**Extracted text:**

▽

Korea’s better halfIf South Korea wants to progress from a middle-income country into the ranks of the rich - and it does - that will mean restoring brisk growth, year in and year out. But there is a fundamental obstacle to realizing this ambition: a shrinking workforce.
Korea’s economy, like that of Japan, on which it is broadly modeled, struggles with two interrelated demographic challenges: declining fertility rates and a rapidly aging population. Korea has one of the world’s lowest fertility rates. At the same time, it is one of the world’s most homogeneous societies and resists the idea of mass immigration. Meanwhile, Korea’s old-age dependency ratio - the proportion of the population aged 65 and over compared to those of working age - is expected to soar 400 percent by 2050. Researchers at the Center for Strategic and International Studies in Washington estimate that by 2050, 38 percent of Koreans will be over 65 - only a whisker below the 39 percent figure projected for those renowned champions of long lives and few babies, Italy and Japan. In the U.S., by contrast, the percentage of seniors is expected to be 20 percent, while in Germany, it is 31 percent.
In the absence of Herculean-and improbable-gains in productivity, Korea stands little chance of climbing the economic ladder if it continues to mint more retirees but few babies.
One way to resolve this dilemma: get more women to work. Right now, Korea has one of the lowest labor force participation rates in the Organisation for Economic Cooperation and Development (OECD); in 2008, only 53.2 percent of Korean women were in the workforce, four points lower than the OECD average, and higher than only Mexico, Hungary, Italy, Poland and Turkey. The U.S. rate is 65.5 percent, and Japan, whose social model is most similar to Korea’s, is 59.7 percent.
There are more women in the workforce in Korea than ever; a decade ago, only 47 percent of women worked. But even that progress is something of a mirage. It is difficult for women to build careers; more than 40 percent of Korean women are temporary or part-time workers, with lower wages and benefits and fewer opportunities for advancement. Women who do work full time almost always quit after having a child - or are discouraged from returning to the workforce by inflexible employment policies, long hours, lack of child care and social disapproval. A Korean career woman who has a child doesn’t just look up at a glass ceiling, she must also ascend a slippery ladder with the rungs missing at bottom, top and middle.

△

**Labeled box rows:**
▽

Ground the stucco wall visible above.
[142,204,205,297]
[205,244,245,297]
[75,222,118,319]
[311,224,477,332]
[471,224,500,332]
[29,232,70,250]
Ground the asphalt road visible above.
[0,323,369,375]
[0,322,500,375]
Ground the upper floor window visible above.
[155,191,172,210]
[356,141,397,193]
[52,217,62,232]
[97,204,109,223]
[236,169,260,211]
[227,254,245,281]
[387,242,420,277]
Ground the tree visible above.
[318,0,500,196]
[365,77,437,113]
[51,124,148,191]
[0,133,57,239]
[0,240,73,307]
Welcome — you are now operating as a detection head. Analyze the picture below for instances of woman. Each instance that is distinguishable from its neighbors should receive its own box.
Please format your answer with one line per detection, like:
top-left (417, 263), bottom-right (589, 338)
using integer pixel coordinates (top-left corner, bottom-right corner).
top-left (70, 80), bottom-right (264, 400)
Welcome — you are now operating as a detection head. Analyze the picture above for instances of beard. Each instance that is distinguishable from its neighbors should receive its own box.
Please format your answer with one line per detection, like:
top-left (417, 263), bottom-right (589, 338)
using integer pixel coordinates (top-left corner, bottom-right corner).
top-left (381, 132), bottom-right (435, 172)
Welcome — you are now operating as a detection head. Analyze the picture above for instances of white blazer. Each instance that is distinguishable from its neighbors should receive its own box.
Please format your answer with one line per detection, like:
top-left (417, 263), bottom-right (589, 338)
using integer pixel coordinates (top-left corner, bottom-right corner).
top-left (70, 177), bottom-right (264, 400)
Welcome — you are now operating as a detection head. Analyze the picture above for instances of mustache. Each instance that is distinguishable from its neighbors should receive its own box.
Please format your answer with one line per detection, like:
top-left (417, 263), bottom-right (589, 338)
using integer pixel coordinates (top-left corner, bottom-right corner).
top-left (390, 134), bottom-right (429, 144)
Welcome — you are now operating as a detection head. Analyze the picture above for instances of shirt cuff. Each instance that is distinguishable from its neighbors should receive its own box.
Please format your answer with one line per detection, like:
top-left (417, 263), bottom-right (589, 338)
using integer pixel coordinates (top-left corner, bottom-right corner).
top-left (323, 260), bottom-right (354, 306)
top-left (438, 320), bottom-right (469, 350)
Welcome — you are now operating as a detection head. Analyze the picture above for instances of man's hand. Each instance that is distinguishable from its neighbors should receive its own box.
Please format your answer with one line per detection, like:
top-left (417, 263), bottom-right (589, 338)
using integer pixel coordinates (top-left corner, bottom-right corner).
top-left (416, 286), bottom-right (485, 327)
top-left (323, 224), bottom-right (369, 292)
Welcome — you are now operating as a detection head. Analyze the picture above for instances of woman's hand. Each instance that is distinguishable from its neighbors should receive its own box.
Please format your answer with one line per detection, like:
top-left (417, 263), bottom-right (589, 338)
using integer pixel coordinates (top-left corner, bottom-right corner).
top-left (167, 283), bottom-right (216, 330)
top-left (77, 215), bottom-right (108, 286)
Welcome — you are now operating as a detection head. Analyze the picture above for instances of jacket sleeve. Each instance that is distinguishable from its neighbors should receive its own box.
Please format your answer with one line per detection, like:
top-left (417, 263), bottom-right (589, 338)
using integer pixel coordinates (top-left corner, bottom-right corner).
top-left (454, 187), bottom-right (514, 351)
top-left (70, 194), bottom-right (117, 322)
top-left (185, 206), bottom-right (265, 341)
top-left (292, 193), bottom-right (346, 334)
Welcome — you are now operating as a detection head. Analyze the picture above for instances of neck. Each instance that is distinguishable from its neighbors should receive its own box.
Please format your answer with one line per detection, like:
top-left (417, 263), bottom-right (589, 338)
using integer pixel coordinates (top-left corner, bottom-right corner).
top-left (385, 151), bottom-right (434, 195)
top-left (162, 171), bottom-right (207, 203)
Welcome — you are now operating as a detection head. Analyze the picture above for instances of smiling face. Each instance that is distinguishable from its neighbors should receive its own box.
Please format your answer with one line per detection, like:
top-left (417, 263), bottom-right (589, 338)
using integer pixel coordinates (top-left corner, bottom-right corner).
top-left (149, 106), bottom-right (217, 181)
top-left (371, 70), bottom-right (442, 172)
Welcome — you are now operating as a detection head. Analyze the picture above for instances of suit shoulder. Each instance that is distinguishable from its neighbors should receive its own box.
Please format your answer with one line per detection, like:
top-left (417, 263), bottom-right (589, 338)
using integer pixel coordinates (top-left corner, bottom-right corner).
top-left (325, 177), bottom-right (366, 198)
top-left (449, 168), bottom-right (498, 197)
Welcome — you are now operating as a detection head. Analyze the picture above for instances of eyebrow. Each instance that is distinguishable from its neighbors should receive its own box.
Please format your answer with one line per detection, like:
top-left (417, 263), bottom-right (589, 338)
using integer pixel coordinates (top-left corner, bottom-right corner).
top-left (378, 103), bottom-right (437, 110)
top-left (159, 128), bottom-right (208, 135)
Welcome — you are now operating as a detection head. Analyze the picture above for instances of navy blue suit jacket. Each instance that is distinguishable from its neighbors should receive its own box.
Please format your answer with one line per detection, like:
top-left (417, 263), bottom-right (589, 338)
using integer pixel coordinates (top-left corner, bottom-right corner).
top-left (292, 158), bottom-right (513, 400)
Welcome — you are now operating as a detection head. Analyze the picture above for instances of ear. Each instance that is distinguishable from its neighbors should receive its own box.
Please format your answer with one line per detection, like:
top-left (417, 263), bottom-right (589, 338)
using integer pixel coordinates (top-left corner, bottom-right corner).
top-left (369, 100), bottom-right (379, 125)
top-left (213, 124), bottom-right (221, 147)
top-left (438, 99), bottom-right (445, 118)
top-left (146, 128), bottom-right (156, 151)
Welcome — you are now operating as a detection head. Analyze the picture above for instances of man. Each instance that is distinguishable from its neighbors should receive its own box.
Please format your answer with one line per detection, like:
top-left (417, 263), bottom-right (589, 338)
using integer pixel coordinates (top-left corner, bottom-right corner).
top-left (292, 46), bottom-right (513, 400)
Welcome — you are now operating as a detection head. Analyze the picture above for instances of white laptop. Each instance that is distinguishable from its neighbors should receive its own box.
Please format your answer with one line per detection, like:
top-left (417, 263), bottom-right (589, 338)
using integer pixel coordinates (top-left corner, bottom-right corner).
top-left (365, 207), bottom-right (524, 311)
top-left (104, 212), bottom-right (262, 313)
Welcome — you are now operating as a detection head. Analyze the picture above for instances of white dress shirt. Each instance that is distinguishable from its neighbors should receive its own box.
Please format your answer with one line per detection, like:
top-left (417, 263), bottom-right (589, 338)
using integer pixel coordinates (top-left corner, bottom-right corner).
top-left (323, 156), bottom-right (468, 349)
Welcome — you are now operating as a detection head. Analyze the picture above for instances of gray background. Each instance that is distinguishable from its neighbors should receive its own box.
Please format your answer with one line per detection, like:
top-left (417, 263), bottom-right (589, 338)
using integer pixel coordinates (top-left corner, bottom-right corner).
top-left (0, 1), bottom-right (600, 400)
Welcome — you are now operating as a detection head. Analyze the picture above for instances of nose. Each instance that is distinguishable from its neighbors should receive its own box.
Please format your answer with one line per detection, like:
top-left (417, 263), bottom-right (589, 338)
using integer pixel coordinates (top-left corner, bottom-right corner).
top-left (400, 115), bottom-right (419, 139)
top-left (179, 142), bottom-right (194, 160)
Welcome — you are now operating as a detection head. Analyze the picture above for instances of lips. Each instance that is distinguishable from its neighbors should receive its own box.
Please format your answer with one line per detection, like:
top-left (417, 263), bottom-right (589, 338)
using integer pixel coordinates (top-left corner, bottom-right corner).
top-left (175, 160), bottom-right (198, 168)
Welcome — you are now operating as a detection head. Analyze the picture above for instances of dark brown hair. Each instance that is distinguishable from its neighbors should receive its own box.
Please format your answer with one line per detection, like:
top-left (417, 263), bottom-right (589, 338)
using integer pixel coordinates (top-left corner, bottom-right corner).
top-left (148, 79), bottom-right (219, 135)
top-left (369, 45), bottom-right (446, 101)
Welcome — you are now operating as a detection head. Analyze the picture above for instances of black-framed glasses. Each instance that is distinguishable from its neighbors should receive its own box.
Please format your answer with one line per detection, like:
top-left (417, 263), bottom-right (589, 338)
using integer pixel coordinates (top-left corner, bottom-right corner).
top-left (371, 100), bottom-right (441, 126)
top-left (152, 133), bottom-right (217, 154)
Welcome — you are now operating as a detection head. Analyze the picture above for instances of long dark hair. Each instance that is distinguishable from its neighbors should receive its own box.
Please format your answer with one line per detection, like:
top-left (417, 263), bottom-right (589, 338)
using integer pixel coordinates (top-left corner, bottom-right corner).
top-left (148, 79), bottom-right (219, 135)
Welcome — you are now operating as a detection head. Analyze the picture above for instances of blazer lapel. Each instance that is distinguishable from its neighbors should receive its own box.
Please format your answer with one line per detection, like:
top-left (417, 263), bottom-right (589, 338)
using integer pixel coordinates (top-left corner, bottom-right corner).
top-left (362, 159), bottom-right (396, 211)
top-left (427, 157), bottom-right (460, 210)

△

**Goals:**
1. Rewrite the passage of the Korea workforce text from "One way to resolve" up to and including "is 59.7 percent.", replacing "Mexico" with "Chile".
2. According to the Korea workforce text, what share of Korean women were in the workforce in 2008?
3. Pick up the text on Korea's shrinking workforce and continue writing it from its last sentence.
These rows were taken from a separate source.

**Written responses:**
1.
One way to resolve this dilemma: get more women to work. Right now, Korea has one of the lowest labor force participation rates in the Organisation for Economic Cooperation and Development (OECD); in 2008, only 53.2 percent of Korean women were in the workforce, four points lower than the OECD average, and higher than only Chile, Hungary, Italy, Poland and Turkey. The U.S. rate is 65.5 percent, and Japan, whose social model is most similar to Korea’s, is 59.7 percent.

2. 53.2 percent

3.
According to the Korea Labor Institute, there are only 8.1 women managers for every 100 male managers; the OECD average is close to 30 percent. The wage differential between men and women in Korea is almost twice as much as in the rest of the OECD. And Korea is unique in that college-educated women are actually less likely than their less-educated sisters to work. No Korean has ever been named on Fortune magazine’s annual survey of the 50 most powerful international businesswomen.
To some extent, the government recognizes the problem. There is a Ministry of Gender Equality, and Seoul has started a “Happy Women, Happy Seoul” initiative.
There is no one universally accepted approach to deploying the talents of women. Not every society wishes to emulate Denmark, where three-quarters of women work. And in many ways, Korean society is enviable, with its low levels of crime, out-of-wedlock births and divorce.
But the statistical evidence leads to an inescapable conclusion: in today’s Korea, too much talent is left in the kitchen.
From ‘Korea 2020
28 essays on Korea’s future edited by McKinsey & Company, Inc.
Random House Korea, Inc.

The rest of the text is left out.